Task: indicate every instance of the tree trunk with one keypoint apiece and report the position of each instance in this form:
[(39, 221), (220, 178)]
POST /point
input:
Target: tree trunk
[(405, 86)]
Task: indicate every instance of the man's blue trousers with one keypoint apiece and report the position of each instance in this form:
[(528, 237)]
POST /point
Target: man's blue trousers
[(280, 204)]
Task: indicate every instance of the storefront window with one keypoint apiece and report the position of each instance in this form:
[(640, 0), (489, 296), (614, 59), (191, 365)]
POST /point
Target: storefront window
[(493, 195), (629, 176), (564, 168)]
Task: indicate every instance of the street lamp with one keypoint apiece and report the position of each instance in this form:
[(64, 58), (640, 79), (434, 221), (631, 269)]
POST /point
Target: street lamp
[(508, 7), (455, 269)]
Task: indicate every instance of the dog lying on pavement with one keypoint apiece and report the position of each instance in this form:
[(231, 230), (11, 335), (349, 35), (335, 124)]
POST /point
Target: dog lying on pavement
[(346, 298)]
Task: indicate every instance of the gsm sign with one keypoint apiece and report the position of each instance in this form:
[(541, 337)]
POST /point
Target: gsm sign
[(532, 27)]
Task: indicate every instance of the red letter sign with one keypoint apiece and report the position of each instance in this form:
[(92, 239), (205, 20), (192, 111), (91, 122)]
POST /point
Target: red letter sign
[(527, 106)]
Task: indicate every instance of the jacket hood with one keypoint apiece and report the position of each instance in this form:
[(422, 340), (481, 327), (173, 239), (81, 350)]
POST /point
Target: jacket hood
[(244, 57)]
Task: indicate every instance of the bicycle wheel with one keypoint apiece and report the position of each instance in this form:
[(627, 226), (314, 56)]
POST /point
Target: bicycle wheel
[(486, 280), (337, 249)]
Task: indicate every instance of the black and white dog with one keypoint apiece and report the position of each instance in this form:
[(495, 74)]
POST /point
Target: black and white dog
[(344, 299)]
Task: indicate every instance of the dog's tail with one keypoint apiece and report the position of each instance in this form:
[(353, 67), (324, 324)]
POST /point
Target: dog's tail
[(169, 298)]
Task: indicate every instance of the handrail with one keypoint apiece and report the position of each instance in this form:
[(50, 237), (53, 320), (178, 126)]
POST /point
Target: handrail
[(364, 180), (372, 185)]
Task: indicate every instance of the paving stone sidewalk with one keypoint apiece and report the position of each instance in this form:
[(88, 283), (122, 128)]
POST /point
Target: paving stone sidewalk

== == ==

Brief:
Rewrite the records from the line with "Task: indicate every instance of the man's" to the line with "[(493, 195), (629, 176), (564, 168)]", requests included, and shift every answer coordinate by adding 27 to both of its numbers. Leave the coordinates in the format samples as they are.

Solution for this task:
Task: indicate every instance of the man's blue trousers with one keypoint apiece and report the position of each instance in this form:
[(528, 237)]
POST /point
Target: man's blue trousers
[(307, 231)]
Task: indicate every instance of the storefront window with one keypoint apiece and report the position of each instance in this form:
[(640, 0), (489, 296), (614, 59), (191, 365)]
POST /point
Target: storefront window
[(520, 222), (656, 203), (591, 195)]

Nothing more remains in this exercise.